=== TASK ===
However many lines the data holds, transcribe them all exactly.

[Records contained in a dataset]
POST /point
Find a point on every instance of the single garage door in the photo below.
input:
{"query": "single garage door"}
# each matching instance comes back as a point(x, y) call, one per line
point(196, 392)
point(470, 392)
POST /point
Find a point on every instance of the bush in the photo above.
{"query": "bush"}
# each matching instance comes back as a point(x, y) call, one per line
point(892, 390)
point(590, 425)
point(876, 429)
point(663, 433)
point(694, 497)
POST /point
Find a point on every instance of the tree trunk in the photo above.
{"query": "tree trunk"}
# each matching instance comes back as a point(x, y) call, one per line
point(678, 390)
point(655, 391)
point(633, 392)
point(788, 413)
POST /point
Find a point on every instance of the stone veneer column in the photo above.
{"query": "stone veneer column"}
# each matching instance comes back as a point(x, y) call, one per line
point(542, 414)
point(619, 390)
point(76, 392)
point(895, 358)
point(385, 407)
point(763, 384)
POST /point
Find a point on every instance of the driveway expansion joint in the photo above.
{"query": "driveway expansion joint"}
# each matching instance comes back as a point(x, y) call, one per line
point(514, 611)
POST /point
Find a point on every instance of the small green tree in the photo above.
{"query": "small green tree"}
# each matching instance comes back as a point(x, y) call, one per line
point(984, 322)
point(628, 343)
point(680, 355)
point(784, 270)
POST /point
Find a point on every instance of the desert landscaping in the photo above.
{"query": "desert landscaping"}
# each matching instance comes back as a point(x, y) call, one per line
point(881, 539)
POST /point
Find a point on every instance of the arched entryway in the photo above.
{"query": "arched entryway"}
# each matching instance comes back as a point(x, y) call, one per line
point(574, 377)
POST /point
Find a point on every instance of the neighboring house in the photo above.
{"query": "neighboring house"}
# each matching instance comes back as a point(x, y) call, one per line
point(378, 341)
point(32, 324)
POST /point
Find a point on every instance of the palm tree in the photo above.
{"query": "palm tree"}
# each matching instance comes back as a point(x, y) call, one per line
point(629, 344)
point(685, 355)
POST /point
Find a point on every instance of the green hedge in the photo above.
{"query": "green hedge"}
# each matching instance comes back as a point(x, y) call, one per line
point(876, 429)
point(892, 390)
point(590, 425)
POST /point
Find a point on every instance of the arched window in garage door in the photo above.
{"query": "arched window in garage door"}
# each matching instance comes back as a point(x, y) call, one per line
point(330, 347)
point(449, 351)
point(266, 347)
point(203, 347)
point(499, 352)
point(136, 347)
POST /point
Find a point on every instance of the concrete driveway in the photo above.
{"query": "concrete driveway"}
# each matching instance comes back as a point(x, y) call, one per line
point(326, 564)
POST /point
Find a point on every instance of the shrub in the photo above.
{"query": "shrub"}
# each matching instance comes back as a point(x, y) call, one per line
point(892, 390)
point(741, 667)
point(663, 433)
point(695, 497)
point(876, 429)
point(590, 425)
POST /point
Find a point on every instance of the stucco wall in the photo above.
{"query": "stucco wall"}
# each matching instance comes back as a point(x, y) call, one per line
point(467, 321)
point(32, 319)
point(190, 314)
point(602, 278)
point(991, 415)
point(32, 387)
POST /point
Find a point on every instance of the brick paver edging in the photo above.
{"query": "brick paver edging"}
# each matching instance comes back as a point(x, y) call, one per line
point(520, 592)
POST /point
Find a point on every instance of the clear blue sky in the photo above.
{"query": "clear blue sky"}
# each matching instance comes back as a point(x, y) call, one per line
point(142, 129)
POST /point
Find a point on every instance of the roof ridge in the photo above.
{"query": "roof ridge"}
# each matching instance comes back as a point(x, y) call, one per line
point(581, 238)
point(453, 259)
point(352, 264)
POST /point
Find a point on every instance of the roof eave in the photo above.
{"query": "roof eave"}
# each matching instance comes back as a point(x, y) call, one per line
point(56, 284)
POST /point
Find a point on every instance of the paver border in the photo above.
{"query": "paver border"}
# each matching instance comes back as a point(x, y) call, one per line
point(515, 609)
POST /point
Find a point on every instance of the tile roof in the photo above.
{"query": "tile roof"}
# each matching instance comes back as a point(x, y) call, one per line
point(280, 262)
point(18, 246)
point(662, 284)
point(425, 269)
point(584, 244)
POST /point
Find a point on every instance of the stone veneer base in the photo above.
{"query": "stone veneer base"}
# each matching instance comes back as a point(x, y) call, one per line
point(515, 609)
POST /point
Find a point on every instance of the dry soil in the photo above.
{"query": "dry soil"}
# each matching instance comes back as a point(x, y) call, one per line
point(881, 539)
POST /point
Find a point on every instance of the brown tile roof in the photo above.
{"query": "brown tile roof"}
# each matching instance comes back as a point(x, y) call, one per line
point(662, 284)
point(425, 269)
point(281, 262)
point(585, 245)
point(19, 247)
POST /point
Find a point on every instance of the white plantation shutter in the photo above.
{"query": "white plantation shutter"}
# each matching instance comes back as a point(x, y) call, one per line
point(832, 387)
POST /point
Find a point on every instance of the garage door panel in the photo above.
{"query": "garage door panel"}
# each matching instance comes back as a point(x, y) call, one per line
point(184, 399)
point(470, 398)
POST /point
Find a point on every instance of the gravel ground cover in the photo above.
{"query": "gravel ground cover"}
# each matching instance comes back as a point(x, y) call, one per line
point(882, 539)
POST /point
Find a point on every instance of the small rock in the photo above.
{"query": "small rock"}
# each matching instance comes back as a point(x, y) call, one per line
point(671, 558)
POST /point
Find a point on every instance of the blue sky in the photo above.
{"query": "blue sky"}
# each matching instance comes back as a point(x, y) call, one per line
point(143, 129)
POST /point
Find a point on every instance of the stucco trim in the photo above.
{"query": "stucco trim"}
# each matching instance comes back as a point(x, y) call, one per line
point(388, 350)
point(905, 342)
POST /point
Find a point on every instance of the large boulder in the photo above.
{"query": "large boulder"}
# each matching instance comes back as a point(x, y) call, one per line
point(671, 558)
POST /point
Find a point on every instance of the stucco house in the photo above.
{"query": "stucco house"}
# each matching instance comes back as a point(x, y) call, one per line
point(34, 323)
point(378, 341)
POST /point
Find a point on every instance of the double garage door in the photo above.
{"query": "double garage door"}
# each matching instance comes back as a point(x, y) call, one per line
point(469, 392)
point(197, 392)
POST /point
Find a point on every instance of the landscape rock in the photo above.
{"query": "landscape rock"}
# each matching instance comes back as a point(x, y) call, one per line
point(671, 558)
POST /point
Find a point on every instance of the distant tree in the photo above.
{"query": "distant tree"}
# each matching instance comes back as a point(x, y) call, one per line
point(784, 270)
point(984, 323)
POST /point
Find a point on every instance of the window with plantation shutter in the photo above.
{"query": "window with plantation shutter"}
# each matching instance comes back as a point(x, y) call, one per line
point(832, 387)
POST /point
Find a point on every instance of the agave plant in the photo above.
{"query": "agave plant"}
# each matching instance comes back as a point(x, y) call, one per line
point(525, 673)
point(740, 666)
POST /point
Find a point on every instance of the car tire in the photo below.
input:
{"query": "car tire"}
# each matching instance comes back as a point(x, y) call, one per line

=== THE ANSWER ===
POST /point
Find a point on every instance of the single garage door in the photo below.
input:
{"query": "single garage door"}
# each matching instance comes back as a point(x, y) call, one per line
point(196, 392)
point(470, 392)
POST /point
Find a point on every instance of the bush in the photo above.
{"query": "bush"}
# each matching instance comes back as a point(x, y) call, one per line
point(892, 390)
point(590, 425)
point(876, 429)
point(663, 433)
point(694, 497)
POST /point
Find a point on every instance of the tree trunk in the photo above.
{"query": "tree trunk"}
# each matching instance comes back as a point(x, y) call, one per line
point(678, 390)
point(655, 391)
point(633, 392)
point(788, 413)
POST /point
Find a point on every instance of the stone veneer column in the photo above.
{"query": "stone veneer column"}
# each matching instance comes back as a point(x, y) call, one per line
point(542, 414)
point(619, 390)
point(76, 392)
point(895, 358)
point(385, 407)
point(763, 384)
POST /point
Find a point on every instance of the driveway expansion joint in the photo above.
{"query": "driveway expansion joint"}
# each matching instance comes back as a point(x, y) call, one per line
point(514, 611)
POST /point
Find a point on every instance of the small green tree in the photo above.
{"query": "small green tree"}
# each matching instance comes back as a point(x, y) call, one per line
point(984, 322)
point(628, 343)
point(680, 355)
point(784, 270)
POST /point
Find a point on every instance of the desert landscaping in the photo above.
{"query": "desert landscaping"}
# each matching instance comes back as a point(x, y) call, one per line
point(881, 539)
POST /point
Find a point on every instance of the arched entryway in the photo above.
{"query": "arched entryway"}
# each matching instance comes back as a point(x, y) call, one per line
point(574, 377)
POST /point
Find a point on every instance of the neighboring house in the photo above.
{"query": "neighboring house"}
# each matching instance comes back as a point(x, y) call, one per line
point(378, 341)
point(32, 324)
POST /point
Find a point on every instance of the palm tree in the photo above.
{"query": "palm tree"}
# each matching instance comes back as a point(x, y) call, one per line
point(629, 344)
point(685, 355)
POST /point
Find a point on every instance of the green hedge in the photo above.
{"query": "green hedge"}
# each matching instance comes back as a point(x, y) call, one per line
point(876, 429)
point(892, 390)
point(590, 425)
POST /point
Find a point on every instance of the arched window in garage door in the photo above.
{"query": "arched window in garage door"}
# each matching instance comes back as a point(x, y) call, one per line
point(330, 347)
point(449, 351)
point(266, 347)
point(203, 347)
point(499, 352)
point(136, 347)
POST /point
Find a point on every instance of the concrete driveway in the photo above.
{"query": "concrete driveway"}
# each matching instance comes back as a point(x, y) call, one per line
point(326, 564)
POST /point
Find a point on every instance of the shrub in the photo above.
{"query": "shrub"}
# each matching instance comes back as a point(x, y) call, one per line
point(892, 390)
point(741, 667)
point(663, 433)
point(695, 497)
point(876, 429)
point(590, 425)
POST /point
Find a point on every instance of the stucco wall in the photo above.
{"query": "stucco wall"}
# each matching instance comes back as a point(x, y) call, one per line
point(467, 321)
point(32, 319)
point(190, 314)
point(602, 278)
point(991, 415)
point(32, 387)
POST /point
Find a point on every instance of the brick paver edging in the photo above.
{"query": "brick paver edging"}
# each matching instance comes back as a point(x, y) call, one per line
point(520, 592)
POST /point
Find a point on every instance of the clear blue sky in the photo above.
{"query": "clear blue sky"}
# each matching instance comes back as a point(x, y) call, one per line
point(142, 129)
POST /point
Find a point on every instance of the roof ridge in the photo above.
{"query": "roof ridge"}
# each matching instance comes back as a point(x, y) call, one per line
point(581, 238)
point(453, 259)
point(352, 264)
POST /point
Find a point on every instance of the roof eave in the photo above.
{"query": "roof eave"}
# each matching instance comes back as a point(x, y) call, one per line
point(56, 284)
POST /point
Find a point on every instance of the paver border in the photo above.
{"query": "paver border"}
# each matching instance comes back as a point(x, y) call, one per line
point(515, 609)
POST /point
Find a point on every instance of the tile roof in the photo above.
{"query": "tile roof"}
# each matching instance comes back as a point(x, y) call, one per line
point(280, 262)
point(18, 246)
point(662, 284)
point(425, 269)
point(584, 244)
POST /point
Find a point on every instance of the stone veneer base in the photo above.
{"query": "stone veneer base"}
# each matching instance comes back as a point(x, y) call, one per line
point(515, 609)
POST /point
Find a point on every instance of the dry soil in the photo above.
{"query": "dry soil"}
# each matching instance comes back as a point(x, y) call, one per line
point(881, 539)
POST /point
Find a point on every instance of the brown tile roof in the photo above.
{"query": "brown tile roof"}
# each matching instance comes back as a point(x, y) call, one per line
point(662, 284)
point(425, 269)
point(281, 262)
point(585, 245)
point(19, 247)
POST /point
Find a point on every instance of the white plantation shutter in the photo above.
{"query": "white plantation shutter"}
# each matching instance comes back as a point(x, y) call, one per line
point(832, 387)
POST /point
Find a point on every instance of the garage door panel in the photo above.
{"query": "garage door panel"}
# each matching instance comes back as a point(x, y) call, one per line
point(184, 399)
point(470, 398)
POST /point
Find a point on every instance of the gravel ground cover in the photo above.
{"query": "gravel ground cover"}
# each matching instance comes back as a point(x, y) call, one per line
point(882, 539)
POST /point
Find a point on every instance of the small rock in the photo above.
{"query": "small rock"}
# each matching instance comes back as a point(x, y) call, one per line
point(671, 558)
POST /point
Find a point on every instance of the blue sky in the photo above.
{"query": "blue sky"}
# each matching instance comes back as a point(x, y) call, one per line
point(143, 129)
POST /point
Find a point on every instance of the stucco trim in the photo above.
{"query": "stucco trim"}
# each matching instance comes back as a point(x, y) call, one per line
point(388, 350)
point(905, 342)
POST /point
Find a point on every instance of the large boulder in the photo above.
{"query": "large boulder"}
# each matching instance comes back as a point(x, y) call, one per line
point(671, 558)
POST /point
Find a point on every instance of the stucco house in the photo above.
{"query": "stucco house"}
# each matching instance comes back as a point(x, y) call, one per line
point(34, 323)
point(378, 341)
POST /point
Find a point on every instance of the double garage door in the photo above.
{"query": "double garage door"}
# each matching instance comes back as a point(x, y) call, one per line
point(469, 392)
point(197, 392)
POST /point
Find a point on every instance of the landscape rock in the photo above.
{"query": "landscape rock"}
# each matching instance comes back as a point(x, y) call, one per line
point(671, 558)
POST /point
Find a point on every instance of the distant tree in the photo above.
{"query": "distant tree"}
# each matching instance comes back as a point(x, y) call, one per line
point(784, 270)
point(984, 323)
POST /point
Find a point on every instance of the window with plantation shutter in the photo above.
{"query": "window with plantation shutter"}
# each matching instance comes back as a point(x, y) call, one per line
point(832, 387)
POST /point
Find a point on every instance of the agave plant in the photo above.
{"query": "agave plant"}
# each matching instance comes back as a point(x, y) call, one per line
point(525, 673)
point(740, 666)
POST /point
Find a point on every instance of the car tire in the photo below.
input:
{"query": "car tire"}
# each matching instance comes back as a point(x, y) call, one per line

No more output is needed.